Except as otherwise required by any Indenture Supplement, an Originator may permit or require payments owed by any Retailer with respect to in-store payments to be netted against amounts owed by that Originator to that Retailer, and the Issuer shall deposit into the Collection Account on each Business Day an amount equal to the aggregate amount of in-store payments netted against amounts owed by that Originator to the various Retailers on that Business Day.

 

Subject to the express terms of any Indenture Supplement, but notwithstanding anything else in this Indenture to the contrary, if (x) for so long as the Servicer maintains a short term debt rating of A-1 or better by S&P (if rated by S&P), P-1 or better by Moody’s (if rated by Moody’s) and F1 or better by Fitch (if rated by Fitch), (y) with respect to Collections allocable to any Series, any other conditions specified in the related Indenture Supplement are satisfied or (z) the Servicer has provided to the Indenture Trustee a letter of credit, surety bond or other similar arrangement covering collection risk of Servicer and in each case acceptable to each Rating Agency (as evidenced by a letter from each Rating Agency to the effect that the Rating Agency Condition has been satisfied), if any, Issuer need not make the daily deposits of Collections into the Collection Account as provided in the preceding paragraph, but may make a single deposit in the Collection Account in immediately available funds not later than 12:00 noon, New York City time, on the related Payment Date.

 

SECTION 3. EFFECTIVENESS . This Amendment shall become effective as of the date first set forth above; provided that (i) each of the Indenture Trustee and the Issuer shall have executed a counterpart of this Amendment, (ii) the Rating Agency Condition shall have been satisfied, and (iii) the Issuer shall have delivered to the Indenture Trustee (x) an Officer’s Certificate to the effect that all requirements for this Amendment contained in the Master Indenture have been met and the Issuer reasonably believes that such action will not result in an Adverse Effect and (y) a Tax Opinion. The Issuer shall provide written notice to the Indenture Trustee upon satisfaction of the conditions in the preceding sentence.

 

SECTION 4. BINDING EFFECT; RATIFICATION . (a) On and after the execution and delivery hereof, (i) this Amendment shall be a part of the Master Indenture and (ii) each reference in the Master Indenture to “this Agreement”, “this Indenture”, “hereof”, “hereunder” or words of like import, and each reference in any other Related Document to the Master Indenture, shall mean and be a reference to the Master Indenture as amended hereby.

Exercises to complete —
[1] In the indenture amendment, what is the latest time on the related Payment Date for making the single deposit into the Collection Account?
[2] Retype the indenture amendment starting at the words "SECTION 4. BINDING" and stopping after "as amended hereby.".

Contour annotation records —

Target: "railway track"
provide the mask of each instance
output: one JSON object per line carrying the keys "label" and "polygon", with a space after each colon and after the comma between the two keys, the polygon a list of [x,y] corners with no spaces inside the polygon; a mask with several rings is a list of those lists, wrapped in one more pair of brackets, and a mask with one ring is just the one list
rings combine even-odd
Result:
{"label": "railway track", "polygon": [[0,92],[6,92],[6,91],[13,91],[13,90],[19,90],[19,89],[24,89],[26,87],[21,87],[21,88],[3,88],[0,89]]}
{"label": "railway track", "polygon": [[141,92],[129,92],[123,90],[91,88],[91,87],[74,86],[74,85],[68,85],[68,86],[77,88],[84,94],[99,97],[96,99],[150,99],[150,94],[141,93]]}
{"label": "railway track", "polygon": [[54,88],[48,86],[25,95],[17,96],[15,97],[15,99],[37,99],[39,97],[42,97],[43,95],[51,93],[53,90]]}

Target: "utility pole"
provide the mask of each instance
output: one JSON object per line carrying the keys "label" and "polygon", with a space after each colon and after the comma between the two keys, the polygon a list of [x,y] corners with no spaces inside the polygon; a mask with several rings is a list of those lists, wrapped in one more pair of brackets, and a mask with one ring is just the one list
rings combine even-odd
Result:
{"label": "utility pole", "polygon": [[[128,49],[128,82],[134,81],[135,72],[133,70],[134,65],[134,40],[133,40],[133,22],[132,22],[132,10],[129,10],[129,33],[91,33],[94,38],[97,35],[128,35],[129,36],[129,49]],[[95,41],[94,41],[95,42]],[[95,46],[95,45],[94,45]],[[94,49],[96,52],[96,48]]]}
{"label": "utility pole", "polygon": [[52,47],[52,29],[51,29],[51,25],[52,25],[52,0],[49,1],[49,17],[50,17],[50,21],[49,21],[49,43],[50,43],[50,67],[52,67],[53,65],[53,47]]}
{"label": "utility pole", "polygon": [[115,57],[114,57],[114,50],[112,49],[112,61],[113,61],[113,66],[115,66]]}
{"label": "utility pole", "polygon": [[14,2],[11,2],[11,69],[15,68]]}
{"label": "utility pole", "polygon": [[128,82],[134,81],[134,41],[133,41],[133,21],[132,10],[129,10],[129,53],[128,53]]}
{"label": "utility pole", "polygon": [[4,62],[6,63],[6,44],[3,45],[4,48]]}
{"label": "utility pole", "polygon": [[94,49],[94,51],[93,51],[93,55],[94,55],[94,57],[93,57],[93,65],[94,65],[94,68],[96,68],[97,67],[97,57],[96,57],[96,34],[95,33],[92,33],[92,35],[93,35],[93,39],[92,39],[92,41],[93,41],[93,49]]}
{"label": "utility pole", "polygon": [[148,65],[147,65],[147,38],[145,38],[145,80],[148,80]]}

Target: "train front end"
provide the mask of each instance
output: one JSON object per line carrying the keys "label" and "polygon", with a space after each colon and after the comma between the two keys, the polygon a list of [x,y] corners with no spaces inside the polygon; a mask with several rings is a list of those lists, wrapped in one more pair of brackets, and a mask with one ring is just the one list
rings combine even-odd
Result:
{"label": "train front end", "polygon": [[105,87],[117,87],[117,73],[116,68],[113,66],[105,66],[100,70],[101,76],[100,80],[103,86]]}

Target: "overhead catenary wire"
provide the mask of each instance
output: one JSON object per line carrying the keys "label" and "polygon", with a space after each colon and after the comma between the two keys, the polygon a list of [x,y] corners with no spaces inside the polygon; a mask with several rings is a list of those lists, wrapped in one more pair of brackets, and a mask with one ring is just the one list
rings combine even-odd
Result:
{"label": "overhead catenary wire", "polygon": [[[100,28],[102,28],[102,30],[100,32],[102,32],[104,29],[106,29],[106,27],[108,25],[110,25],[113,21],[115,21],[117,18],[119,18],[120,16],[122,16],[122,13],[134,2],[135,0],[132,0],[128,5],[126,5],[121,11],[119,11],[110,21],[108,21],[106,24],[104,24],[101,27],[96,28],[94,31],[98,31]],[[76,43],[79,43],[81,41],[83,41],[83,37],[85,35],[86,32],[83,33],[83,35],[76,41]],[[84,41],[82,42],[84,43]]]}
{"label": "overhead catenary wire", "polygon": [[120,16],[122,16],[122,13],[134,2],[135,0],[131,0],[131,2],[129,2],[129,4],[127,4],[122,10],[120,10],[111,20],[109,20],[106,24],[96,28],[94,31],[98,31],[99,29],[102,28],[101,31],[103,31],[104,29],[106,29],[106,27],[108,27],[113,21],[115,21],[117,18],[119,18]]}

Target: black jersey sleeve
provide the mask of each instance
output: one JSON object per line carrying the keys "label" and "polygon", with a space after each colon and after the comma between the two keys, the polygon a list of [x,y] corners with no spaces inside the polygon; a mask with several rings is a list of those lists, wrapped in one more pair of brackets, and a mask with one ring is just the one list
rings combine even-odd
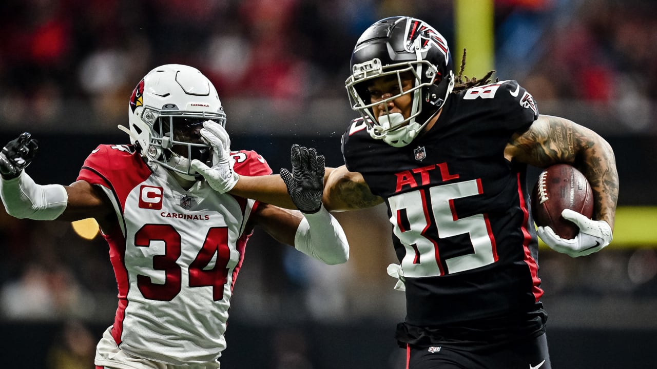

Task-by-task results —
[1] Not later than 12:00 noon, New York City time.

[2]
SECTION 4. BINDING EFFECT; RATIFICATION . (a) On and after the execution and delivery hereof, (i) this Amendment shall be a part of the Master Indenture and (ii) each reference in the Master Indenture to “this Agreement”, “this Indenture”, “hereof”, “hereunder” or words of like import, and each reference in any other Related Document to the Master Indenture, shall mean and be a reference to the Master Indenture as amended hereby.